_Task requirements_. Each record is to be transcribed exactly.

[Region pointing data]
- - - - - - -
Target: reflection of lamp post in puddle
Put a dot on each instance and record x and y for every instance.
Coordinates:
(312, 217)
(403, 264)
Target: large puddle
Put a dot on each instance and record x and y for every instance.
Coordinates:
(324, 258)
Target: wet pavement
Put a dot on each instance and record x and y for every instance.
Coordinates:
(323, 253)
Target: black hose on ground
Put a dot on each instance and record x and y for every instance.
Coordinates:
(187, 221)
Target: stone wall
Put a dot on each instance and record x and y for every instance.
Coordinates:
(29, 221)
- - - - - - -
_Written answer_.
Target: reflection of lamp post in puddle
Put a dot on each instance and record x and y for every instance.
Coordinates:
(312, 217)
(403, 264)
Target: large puddle
Put a dot on each instance and record x and y for every instance.
Coordinates:
(324, 258)
Target: wet pavement
Put a dot on each instance and record x and y for every instance.
Coordinates:
(323, 253)
Target: black hose on ground
Put a dot on each instance and record x and y for every instance.
Coordinates:
(187, 221)
Target: stone wall
Put a dot on each instance and record x and y for every instance.
Coordinates:
(29, 221)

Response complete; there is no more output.